Recorded data
--- START ---
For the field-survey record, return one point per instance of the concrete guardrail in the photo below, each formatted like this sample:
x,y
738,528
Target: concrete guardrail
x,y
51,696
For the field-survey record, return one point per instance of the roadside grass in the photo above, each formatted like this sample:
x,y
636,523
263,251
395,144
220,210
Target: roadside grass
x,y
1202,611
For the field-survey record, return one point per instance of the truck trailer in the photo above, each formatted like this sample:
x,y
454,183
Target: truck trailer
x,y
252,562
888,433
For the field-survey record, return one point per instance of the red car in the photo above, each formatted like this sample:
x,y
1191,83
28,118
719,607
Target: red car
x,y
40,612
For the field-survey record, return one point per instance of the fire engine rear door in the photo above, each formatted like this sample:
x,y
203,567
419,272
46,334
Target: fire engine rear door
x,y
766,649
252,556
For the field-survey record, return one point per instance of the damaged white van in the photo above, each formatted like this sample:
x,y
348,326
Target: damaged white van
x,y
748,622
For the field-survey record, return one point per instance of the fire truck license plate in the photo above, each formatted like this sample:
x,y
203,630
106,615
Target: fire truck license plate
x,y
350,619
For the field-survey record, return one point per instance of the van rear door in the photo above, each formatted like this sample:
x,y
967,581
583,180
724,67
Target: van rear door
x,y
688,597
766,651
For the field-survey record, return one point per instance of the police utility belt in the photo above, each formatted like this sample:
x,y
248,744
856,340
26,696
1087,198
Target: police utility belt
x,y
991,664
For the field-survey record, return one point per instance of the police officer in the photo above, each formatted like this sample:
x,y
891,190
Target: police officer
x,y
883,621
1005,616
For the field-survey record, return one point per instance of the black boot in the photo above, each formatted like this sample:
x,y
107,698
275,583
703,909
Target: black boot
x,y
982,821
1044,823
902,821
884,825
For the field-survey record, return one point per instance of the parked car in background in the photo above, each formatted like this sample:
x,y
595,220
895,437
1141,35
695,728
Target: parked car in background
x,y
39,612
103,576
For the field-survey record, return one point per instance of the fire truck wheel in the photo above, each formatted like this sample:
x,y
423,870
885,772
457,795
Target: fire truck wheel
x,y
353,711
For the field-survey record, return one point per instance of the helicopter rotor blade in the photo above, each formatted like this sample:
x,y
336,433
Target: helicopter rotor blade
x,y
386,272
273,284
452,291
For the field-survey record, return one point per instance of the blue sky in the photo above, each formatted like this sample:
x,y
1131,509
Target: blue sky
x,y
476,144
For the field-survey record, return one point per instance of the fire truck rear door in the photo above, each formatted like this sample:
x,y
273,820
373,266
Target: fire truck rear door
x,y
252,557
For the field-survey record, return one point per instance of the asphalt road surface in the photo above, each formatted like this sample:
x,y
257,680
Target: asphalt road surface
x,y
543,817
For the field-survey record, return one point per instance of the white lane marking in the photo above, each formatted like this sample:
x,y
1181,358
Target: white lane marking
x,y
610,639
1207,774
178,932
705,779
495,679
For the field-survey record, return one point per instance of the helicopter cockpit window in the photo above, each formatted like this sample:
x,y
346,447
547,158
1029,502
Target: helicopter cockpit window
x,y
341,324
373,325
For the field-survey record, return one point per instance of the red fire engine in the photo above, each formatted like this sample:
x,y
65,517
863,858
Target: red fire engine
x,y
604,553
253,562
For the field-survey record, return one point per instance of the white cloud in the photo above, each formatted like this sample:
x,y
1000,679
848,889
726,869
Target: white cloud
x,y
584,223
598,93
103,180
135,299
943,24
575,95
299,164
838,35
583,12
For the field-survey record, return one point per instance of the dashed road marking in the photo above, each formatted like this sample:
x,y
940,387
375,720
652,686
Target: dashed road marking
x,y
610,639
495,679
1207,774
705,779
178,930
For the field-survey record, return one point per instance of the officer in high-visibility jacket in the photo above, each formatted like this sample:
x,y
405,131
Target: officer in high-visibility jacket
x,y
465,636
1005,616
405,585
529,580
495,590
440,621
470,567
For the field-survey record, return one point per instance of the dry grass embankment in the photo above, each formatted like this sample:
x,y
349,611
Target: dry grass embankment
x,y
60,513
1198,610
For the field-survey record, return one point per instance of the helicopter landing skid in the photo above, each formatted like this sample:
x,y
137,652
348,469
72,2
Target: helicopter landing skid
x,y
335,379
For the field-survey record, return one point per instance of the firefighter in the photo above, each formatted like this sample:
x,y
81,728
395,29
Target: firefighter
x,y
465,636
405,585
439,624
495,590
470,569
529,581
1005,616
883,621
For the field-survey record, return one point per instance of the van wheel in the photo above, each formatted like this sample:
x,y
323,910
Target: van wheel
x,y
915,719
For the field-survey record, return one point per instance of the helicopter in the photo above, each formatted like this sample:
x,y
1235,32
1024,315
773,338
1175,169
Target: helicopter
--- END ---
Directions for this task> Your task is to restate every record exactly.

Solution to this problem>
For the field-survey record, return one point per instance of the concrete guardrail in the photo below, each formatted like this sample:
x,y
738,528
Target: concrete guardrail
x,y
51,696
For the field-survey record, return one point per instance of the roadside grass in the photo above, each formatted like this sample:
x,y
636,523
263,251
395,144
220,210
Target: roadside grass
x,y
1202,611
For the field-survey record, return one point per instance of the truck trailer in the photo above, each formatted like this sample:
x,y
454,183
Target: truck trailer
x,y
252,562
888,433
For the field-survey record, return one point per instance of the red car in the photo above, each formatted like this sample:
x,y
1191,83
28,118
719,607
Target: red car
x,y
40,612
For the field-survey record, return one point per instance of the fire engine rear door in the photo above, each formatted like this sample:
x,y
203,567
419,272
46,334
Target: fire engine rear door
x,y
766,649
252,556
For the field-survey record, return one point per instance of the damaged white van in the photo above, each formatted like this sample:
x,y
348,326
Target: damaged white van
x,y
748,622
For the field-survey record, return one point per instance of the fire truck license plate in the photo above, each formatted like this sample:
x,y
203,630
106,615
Target: fire truck license plate
x,y
350,619
For the field-survey record, return one point per instance of the van rear door in the photo above, each formatted like this sample:
x,y
967,581
583,180
724,67
Target: van rear door
x,y
688,597
766,651
For the field-survey record, return one point per instance of the police utility belt in the photo above, each formatted like this sample:
x,y
248,744
856,340
26,696
1087,198
Target: police utility belt
x,y
991,664
For the field-survey record, return one point per instance of the police officer in the photo above, each formatted like this sample:
x,y
891,190
Target: police officer
x,y
883,621
1005,616
For the field-survey record, return one point per instance of the black boot in the photo above, each formatted like this sample:
x,y
107,698
275,583
703,909
Target: black boot
x,y
982,821
1044,823
902,821
884,825
For the field-survey record, return one point per instance of the parked car in background in the photo above, each formatted like this sample:
x,y
595,220
895,437
1141,35
695,728
Target: parked car in background
x,y
39,612
103,576
For the field-survey record, return one point per instance of the fire truck wheel in the photo above, each formatted like this sample:
x,y
423,870
885,772
457,795
Target: fire truck wheel
x,y
353,711
For the field-survey record, return one point per instance of the helicopter rotor blade in the photo above, each formatted like this sample:
x,y
336,433
Target: helicopter rotor blade
x,y
386,272
273,284
452,291
For the field-survey record, return one point per instance of the blue sky in the photo above, each formatted like this sample:
x,y
1131,509
Target: blue sky
x,y
476,144
For the field-survey record, return one point per instance of the fire truck rear door in the photo above, each formatted like this sample:
x,y
273,820
373,266
Target: fire truck rear door
x,y
252,557
For the field-survey record, return one point per instance of the asphalt road surface in the photo above, each formatted like this sample:
x,y
257,680
Target: asphalt road surface
x,y
543,817
For the field-survey record, return one point per instance of the white lane marking in the photo above, each formatted like this sample:
x,y
1181,358
Target: white lane marking
x,y
610,639
1207,774
178,932
705,779
495,679
For the field-survey record, return one point per instance of the helicopter cockpit window in the photo above, each formatted like this sample:
x,y
346,447
547,158
1029,502
Target: helicopter cockpit window
x,y
341,324
373,325
For the field-survey record, return one point per instance of the red fire engine in the photo above, each formatted like this sample:
x,y
65,517
863,858
Target: red fire engine
x,y
604,553
253,562
For the field-survey record, return one point per instance of the white cloud in the photo above, each formatted like this sample:
x,y
1000,679
848,889
726,869
Target: white cloud
x,y
584,223
598,93
103,180
135,299
943,24
575,95
299,164
838,35
583,12
For the field-survey record, return one point per instance of the dashed road marking in the photo above, each formatted like this sample:
x,y
940,387
375,720
652,686
Target: dashed road marking
x,y
610,639
495,679
1207,774
705,779
178,930
For the field-survey record, return one point per instance of the officer in high-visibility jacket in the photo above, each formatted like this sample:
x,y
405,131
Target: officer in high-visibility jacket
x,y
465,636
1005,616
405,585
529,580
495,590
440,621
470,567
For the field-survey record, return one point per instance of the dry grass embankment in the photo above, each formatted like this sample:
x,y
349,611
Target: dry grass embankment
x,y
60,513
1198,610
For the field-survey record, return one point per instance of the helicopter landing skid in the photo above, each formatted like this sample:
x,y
137,652
348,469
72,2
Target: helicopter landing skid
x,y
335,379
For the field-survey record, return one point per instance of the firefighter in the photo above, each formatted like this sample:
x,y
81,728
395,29
Target: firefighter
x,y
465,636
405,585
439,624
495,590
470,569
529,581
1005,616
883,621
For the field-survey record, return one point per instance of the van wheel in the photo above, each formatted like this sample:
x,y
323,910
Target: van wheel
x,y
915,719
For the field-survey record, return one point per instance of the helicopter in the photo above, each formatted like this sample:
x,y
1235,32
1024,315
773,338
1175,169
Target: helicopter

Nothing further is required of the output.